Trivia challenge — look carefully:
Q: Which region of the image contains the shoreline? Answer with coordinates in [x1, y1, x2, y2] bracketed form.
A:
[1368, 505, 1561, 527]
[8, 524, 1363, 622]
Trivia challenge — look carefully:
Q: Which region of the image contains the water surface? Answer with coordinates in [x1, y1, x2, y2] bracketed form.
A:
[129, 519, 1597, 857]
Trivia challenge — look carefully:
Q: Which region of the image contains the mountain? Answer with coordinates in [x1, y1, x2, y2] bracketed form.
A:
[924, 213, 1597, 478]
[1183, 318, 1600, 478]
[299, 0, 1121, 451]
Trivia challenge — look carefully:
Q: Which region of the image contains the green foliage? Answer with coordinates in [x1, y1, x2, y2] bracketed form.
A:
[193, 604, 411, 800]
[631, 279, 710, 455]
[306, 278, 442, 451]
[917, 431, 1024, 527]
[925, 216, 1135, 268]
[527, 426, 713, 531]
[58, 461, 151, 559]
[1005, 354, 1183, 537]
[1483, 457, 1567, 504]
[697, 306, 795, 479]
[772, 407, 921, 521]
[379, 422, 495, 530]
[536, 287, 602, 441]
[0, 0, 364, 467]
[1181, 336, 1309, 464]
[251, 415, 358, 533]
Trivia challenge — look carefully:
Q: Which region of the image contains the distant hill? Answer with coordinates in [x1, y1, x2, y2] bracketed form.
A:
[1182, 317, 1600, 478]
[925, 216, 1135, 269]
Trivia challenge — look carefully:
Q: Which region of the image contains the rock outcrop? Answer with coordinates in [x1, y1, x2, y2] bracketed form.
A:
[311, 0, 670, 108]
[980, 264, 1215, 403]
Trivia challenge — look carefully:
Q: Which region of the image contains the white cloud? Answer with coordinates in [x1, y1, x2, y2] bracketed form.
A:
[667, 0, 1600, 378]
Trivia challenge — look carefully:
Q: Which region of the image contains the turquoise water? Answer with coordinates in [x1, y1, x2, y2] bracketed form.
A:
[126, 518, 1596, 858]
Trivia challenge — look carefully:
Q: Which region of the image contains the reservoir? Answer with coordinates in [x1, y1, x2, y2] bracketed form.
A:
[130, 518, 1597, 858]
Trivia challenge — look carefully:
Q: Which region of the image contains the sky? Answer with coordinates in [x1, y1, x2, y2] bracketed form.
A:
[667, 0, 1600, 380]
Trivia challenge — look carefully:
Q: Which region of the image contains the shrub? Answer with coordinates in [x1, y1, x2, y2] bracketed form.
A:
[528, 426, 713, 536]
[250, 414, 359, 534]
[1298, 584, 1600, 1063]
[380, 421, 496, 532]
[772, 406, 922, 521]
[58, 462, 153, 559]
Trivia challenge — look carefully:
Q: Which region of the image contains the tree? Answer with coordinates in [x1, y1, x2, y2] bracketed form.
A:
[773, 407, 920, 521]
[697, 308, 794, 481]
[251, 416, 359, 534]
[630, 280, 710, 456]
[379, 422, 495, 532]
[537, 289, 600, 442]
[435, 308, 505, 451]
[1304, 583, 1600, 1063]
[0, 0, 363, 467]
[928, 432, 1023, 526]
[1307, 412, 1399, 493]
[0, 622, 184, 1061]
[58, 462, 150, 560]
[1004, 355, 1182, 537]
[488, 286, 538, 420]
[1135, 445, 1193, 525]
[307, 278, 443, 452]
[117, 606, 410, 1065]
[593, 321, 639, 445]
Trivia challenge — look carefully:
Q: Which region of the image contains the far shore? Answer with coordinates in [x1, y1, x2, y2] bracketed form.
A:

Task to complete
For every line above with the word "water" in it, make a copy.

Task response
Q: Which region of the image contains the water surface? Answer with coordinates in [x1, y1, x2, y2] bracketed form.
Q: Which region of the image contains the turquoise water? Answer with coordinates in [x1, y1, x2, y2] bracketed form.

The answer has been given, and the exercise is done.